» Task instructions: List every line in this data where the string "framed" occurs.

************

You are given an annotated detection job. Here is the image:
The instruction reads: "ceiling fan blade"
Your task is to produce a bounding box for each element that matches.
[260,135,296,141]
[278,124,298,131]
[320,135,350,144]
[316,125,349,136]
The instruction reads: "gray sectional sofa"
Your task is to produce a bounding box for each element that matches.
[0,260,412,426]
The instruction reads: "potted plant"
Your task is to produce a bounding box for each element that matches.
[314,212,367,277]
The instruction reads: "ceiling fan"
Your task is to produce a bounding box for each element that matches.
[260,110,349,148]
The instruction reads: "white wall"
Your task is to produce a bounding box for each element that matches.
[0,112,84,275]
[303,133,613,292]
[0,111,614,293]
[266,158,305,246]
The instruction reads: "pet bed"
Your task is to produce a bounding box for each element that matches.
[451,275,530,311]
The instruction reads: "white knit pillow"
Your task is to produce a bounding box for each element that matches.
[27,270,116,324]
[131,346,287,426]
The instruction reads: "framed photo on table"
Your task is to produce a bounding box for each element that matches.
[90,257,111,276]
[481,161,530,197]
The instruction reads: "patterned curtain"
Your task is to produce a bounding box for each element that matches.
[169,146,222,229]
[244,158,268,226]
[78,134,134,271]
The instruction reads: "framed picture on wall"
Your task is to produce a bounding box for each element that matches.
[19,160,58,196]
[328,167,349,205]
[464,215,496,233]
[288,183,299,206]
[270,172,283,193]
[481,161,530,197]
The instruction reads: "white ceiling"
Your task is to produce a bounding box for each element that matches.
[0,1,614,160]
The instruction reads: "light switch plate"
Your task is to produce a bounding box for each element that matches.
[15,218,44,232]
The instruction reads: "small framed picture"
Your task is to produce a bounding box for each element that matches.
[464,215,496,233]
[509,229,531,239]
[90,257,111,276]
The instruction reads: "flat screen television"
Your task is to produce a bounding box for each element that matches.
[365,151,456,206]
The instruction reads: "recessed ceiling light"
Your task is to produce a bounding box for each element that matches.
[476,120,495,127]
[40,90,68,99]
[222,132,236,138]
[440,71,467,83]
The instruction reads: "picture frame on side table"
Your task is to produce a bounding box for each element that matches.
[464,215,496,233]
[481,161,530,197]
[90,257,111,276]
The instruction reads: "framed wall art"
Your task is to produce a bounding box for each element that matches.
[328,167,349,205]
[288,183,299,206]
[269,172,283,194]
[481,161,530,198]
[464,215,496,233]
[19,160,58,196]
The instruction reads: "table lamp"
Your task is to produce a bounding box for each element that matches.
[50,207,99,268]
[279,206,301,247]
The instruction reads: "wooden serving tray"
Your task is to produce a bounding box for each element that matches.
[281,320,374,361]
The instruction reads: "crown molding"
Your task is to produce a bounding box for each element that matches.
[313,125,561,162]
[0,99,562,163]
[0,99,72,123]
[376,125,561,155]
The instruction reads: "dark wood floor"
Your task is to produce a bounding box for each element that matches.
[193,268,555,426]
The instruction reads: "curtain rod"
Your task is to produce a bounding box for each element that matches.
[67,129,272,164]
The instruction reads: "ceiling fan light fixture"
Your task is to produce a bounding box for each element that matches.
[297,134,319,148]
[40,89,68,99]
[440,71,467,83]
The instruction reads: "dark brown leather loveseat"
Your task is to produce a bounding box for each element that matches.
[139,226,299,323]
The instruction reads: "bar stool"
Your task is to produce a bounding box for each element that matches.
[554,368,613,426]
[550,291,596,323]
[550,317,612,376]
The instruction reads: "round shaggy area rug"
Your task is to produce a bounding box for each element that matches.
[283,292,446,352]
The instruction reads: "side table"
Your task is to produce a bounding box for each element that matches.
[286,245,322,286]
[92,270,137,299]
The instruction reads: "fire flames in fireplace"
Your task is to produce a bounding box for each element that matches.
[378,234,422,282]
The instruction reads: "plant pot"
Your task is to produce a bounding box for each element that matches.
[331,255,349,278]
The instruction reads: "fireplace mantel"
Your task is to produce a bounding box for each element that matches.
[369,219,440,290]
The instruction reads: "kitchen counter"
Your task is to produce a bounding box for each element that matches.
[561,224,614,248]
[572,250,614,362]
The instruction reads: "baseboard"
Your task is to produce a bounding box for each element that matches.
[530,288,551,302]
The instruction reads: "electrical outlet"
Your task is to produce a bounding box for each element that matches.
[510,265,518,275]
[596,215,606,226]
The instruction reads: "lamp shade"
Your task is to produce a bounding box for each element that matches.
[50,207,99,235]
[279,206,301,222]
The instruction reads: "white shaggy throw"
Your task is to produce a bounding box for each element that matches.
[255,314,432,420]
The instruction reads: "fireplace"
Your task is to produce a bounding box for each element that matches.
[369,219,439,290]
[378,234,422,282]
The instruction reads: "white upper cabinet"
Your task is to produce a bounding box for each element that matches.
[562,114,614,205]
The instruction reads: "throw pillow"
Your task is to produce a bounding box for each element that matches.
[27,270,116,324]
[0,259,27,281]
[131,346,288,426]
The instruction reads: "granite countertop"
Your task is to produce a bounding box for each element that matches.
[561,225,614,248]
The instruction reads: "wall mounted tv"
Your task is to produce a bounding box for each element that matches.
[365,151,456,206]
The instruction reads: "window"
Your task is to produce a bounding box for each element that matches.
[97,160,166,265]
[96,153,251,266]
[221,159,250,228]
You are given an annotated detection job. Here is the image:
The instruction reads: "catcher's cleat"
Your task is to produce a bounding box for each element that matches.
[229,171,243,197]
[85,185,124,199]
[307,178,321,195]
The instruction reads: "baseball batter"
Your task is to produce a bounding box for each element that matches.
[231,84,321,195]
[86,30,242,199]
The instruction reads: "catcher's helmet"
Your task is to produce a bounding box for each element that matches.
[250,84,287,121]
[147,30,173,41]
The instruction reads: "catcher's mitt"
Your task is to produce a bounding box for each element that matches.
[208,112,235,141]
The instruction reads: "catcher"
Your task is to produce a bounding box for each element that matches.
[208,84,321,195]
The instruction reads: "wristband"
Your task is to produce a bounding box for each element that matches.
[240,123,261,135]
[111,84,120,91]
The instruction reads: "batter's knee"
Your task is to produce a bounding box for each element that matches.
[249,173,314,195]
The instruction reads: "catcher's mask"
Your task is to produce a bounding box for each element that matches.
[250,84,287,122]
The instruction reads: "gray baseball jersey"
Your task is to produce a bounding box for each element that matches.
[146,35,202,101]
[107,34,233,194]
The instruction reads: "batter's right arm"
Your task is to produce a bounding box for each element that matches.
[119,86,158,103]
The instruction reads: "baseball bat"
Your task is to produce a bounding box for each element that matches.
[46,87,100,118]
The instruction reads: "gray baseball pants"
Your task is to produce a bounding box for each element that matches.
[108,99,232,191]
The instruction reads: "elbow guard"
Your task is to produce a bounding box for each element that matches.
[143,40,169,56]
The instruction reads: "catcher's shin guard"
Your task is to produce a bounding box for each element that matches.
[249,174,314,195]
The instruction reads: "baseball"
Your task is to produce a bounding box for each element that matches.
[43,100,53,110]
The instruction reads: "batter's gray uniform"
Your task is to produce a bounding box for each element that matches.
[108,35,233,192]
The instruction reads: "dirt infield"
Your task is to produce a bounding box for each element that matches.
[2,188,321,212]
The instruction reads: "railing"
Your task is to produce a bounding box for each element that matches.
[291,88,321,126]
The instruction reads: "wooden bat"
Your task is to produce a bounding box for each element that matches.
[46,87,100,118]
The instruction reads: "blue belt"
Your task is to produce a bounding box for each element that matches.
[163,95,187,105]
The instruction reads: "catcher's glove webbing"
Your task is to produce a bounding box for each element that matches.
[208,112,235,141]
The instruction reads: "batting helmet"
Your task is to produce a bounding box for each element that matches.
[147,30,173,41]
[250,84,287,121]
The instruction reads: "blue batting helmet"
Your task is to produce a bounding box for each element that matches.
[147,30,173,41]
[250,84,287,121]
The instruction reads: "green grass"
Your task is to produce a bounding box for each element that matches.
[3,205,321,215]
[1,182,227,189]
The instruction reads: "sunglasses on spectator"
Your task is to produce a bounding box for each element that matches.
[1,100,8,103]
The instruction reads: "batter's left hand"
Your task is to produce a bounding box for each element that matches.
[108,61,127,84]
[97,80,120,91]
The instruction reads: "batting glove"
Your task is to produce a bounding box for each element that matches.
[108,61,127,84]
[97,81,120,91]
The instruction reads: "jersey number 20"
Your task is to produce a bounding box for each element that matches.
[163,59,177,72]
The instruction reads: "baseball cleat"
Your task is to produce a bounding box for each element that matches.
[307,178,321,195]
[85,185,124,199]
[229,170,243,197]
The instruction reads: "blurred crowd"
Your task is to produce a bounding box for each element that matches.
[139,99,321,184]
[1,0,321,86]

************

» Exercise result:
The instruction reads: "framed photo on table"
The instruction reads: "framed picture on wall"
The instruction reads: "small framed picture"
The instruction reads: "framed wall art"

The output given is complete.